EXTRACT -
════════════════
Drew Some Objections Local church authorities "frowned on that," Marik said in a telephone conversation from California, where he is holding up until the case is resolved.
The following July, Marik was fired for "insubordination." He and his mother, wife, and daughter, along with a handful of followers, formed a separate congregation and rented a $765-a- month suite on the second floor of a corrugated metal industrial building near Kailua Bay.
Church officials issued repeated - and unheeded - warnings to Marik to stop using the name "Seventh-day Adventist Congregational Church" because of the trademark. Finally, the denomination filed suit on April 9, 1987. Marik, who has no legal training, a month later filed a rambling paper defending himself and the church. Marik's congregation did not secure legal counsel until after the Hawaii District Court handed down a judgment and injunction against it on Dec. 8, 1987.
Essentially, Marik argued that the Bible forbids Christians to use secular courts to settle differences, citing 1 Corinthians 6:1-8, and that, adding the word "Congregational" to the title of his church sets it apart from congregations affiliated with the Seventh-day Adventist General Conference, headquartered in Takoma Park, Md.
Additionally, Marik and Max Corbett, a Seventh-day Adventist lawyer in Houston who has taken Marik's case without fee, claim that Seventh-day Adventist is a generic name in the same way they consider the names Methodist, Baptist, or Catholic to be and therefore not a valid trademark. They also maintain that since the Kona congregation does not market anything, it is not subject to trademark regulation anyway; the name is used on the church sign only to note the place of worship and invite the public.
Marik's cause was soon dramatized and championed by independent-minded and dissident Adventists around the world.
"The little group . . . that calls themselves 'Seventh-day Adventist Congregationalists' have a truly distinctive name," said Vance Ferrell, editor of Pilgrim's Rest, a newsletter published in Beersheba Springs, Tennessee. "Why should our leadership . . . try to sue 11 little folk in a tiny church on the Kona Coast?"
Then Ferrell, who sends out packets of more than a thousand pages of court testimony and other papers detailing the case to anyone who is interested, answered his own question.
"It is not the numbers but the legal precedent that counts: By winning a lawsuit against 11 people on a far-off island, a precedent will have been established in the court systems of America. . . ."
"Hottest Ruckus" Corbett, Marik's twangy-voiced Texas attorney, said: "This has stirred up one of the hottest ruckuses I've ever seen. . . . It's a suit of tremendous import, for if the judgment is not overturned on appeal, it will open the door for mass persecution of one's religion, be it . . . Christian, Buddhist, Muslim, Hindu."
════════════════
INPUT ROWS -
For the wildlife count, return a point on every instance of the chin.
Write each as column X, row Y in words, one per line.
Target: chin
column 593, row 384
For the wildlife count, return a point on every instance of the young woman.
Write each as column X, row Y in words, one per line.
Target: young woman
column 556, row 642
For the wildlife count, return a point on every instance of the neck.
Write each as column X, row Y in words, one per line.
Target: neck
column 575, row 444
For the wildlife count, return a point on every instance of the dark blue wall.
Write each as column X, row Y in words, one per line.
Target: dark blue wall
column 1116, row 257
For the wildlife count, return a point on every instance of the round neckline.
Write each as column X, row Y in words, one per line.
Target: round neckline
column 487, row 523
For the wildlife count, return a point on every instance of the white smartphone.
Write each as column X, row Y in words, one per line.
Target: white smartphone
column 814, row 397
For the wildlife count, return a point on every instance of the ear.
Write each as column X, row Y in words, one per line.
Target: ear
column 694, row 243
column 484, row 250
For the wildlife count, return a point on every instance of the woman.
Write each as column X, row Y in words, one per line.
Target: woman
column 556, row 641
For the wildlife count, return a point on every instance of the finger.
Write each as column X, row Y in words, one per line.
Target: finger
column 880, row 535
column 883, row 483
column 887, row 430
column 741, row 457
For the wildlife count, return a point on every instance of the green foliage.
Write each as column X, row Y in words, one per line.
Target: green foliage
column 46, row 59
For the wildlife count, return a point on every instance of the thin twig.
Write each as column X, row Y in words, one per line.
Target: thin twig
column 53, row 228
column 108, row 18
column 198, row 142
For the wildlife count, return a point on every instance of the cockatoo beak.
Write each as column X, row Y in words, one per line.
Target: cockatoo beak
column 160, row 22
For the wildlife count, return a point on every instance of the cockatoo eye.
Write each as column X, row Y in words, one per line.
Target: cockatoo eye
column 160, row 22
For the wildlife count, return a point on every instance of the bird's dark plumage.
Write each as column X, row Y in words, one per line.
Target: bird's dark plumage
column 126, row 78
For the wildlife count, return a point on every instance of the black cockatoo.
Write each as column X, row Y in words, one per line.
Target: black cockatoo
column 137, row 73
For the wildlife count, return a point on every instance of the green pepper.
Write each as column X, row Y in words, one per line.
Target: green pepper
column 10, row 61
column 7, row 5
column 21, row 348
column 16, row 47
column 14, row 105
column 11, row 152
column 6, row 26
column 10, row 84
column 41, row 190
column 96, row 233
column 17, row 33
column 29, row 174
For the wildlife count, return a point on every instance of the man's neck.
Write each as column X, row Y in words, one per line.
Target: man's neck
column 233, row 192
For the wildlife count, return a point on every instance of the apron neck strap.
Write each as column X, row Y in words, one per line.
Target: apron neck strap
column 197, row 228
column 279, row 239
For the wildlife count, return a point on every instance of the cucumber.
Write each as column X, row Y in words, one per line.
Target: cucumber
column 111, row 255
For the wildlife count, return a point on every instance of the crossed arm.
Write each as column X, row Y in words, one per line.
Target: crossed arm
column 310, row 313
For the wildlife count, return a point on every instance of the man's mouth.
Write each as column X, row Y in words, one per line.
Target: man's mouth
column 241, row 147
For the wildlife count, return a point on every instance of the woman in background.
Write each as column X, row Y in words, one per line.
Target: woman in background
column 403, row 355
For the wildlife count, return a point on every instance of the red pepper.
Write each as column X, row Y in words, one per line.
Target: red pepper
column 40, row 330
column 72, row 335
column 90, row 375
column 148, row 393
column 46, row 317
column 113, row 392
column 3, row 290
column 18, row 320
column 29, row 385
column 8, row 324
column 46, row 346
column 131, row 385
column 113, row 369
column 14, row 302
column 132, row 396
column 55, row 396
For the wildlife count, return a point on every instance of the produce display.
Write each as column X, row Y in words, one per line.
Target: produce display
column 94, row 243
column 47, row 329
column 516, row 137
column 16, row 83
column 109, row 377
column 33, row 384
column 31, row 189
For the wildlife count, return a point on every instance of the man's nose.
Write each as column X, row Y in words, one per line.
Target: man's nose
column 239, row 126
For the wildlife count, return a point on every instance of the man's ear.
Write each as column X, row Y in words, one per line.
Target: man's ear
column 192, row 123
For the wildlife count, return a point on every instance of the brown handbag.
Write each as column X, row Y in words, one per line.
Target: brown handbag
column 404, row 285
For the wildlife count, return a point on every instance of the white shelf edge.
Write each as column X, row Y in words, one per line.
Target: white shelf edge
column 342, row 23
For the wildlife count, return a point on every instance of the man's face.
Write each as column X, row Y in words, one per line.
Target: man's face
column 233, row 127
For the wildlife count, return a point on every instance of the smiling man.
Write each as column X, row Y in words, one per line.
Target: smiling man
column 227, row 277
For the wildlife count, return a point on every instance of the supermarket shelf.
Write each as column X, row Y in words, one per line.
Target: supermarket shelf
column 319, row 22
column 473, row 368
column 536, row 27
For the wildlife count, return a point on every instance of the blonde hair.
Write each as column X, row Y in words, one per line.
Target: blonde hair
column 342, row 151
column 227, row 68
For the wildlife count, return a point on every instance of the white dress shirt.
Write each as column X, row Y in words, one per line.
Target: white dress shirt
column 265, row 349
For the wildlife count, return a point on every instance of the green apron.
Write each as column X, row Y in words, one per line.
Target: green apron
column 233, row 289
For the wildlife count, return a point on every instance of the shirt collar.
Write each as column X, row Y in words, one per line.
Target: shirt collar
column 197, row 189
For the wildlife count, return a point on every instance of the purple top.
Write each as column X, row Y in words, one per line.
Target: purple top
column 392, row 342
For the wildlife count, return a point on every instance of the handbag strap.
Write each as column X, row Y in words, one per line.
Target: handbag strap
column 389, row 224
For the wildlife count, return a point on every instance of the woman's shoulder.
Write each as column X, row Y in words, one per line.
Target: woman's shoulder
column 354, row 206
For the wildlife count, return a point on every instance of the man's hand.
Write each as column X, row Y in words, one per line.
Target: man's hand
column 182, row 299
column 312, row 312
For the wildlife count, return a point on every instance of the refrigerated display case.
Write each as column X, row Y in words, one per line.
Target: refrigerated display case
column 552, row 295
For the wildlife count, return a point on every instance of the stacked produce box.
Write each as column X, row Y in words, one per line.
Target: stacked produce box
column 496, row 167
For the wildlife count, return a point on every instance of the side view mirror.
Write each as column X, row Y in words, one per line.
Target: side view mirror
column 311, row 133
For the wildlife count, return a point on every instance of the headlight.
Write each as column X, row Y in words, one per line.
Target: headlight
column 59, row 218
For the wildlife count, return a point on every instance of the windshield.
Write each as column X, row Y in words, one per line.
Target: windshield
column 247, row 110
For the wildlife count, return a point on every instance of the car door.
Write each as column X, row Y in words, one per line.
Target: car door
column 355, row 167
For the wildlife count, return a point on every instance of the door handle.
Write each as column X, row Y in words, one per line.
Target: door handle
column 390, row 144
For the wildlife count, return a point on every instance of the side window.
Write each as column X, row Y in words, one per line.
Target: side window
════════════════
ACTIONS TO TAKE -
1/ Transcribe the passage of the trademark lawsuit article starting at "Essentially, Marik argued" and ending at "Takoma Park, Md.".
2/ Repeat word for word the lines of the records starting at the line that contains "white shelf edge." and ending at the line that contains "column 389, row 224".
The records are unrelated to the trademark lawsuit article.

RESULTS OF THE TASKS -
1/
Essentially, Marik argued that the Bible forbids Christians to use secular courts to settle differences, citing 1 Corinthians 6:1-8, and that, adding the word "Congregational" to the title of his church sets it apart from congregations affiliated with the Seventh-day Adventist General Conference, headquartered in Takoma Park, Md.

2/
For the wildlife count, return a point on every instance of the white shelf edge.
Write each as column X, row Y in words, one per line.
Target: white shelf edge
column 342, row 23
For the wildlife count, return a point on every instance of the man's face.
Write each as column X, row Y in words, one per line.
Target: man's face
column 233, row 127
For the wildlife count, return a point on every instance of the smiling man.
Write each as column X, row Y in words, one per line.
Target: smiling man
column 227, row 277
For the wildlife count, return a point on every instance of the supermarket shelf.
Write each as column X, row Y in words, one per line.
Target: supermarket shelf
column 319, row 22
column 473, row 368
column 536, row 27
For the wildlife count, return a point on every instance of the blonde hair.
Write each as column X, row Y in words, one per line.
Target: blonde hair
column 342, row 151
column 227, row 68
For the wildlife count, return a point on every instance of the white dress shirt.
Write each as column X, row Y in words, one per line.
Target: white dress shirt
column 265, row 349
For the wildlife count, return a point on every instance of the green apron.
Write each as column X, row Y in words, one per line.
Target: green apron
column 233, row 289
For the wildlife count, return a point on every instance of the shirt collar.
Write each as column X, row Y in words, one per line.
Target: shirt collar
column 197, row 189
For the wildlife count, return a point on every instance of the purple top.
Write each as column X, row Y in words, one per line.
Target: purple top
column 392, row 342
For the wildlife count, return a point on every instance of the handbag strap.
Write each as column X, row Y in words, one per line.
Target: handbag strap
column 389, row 224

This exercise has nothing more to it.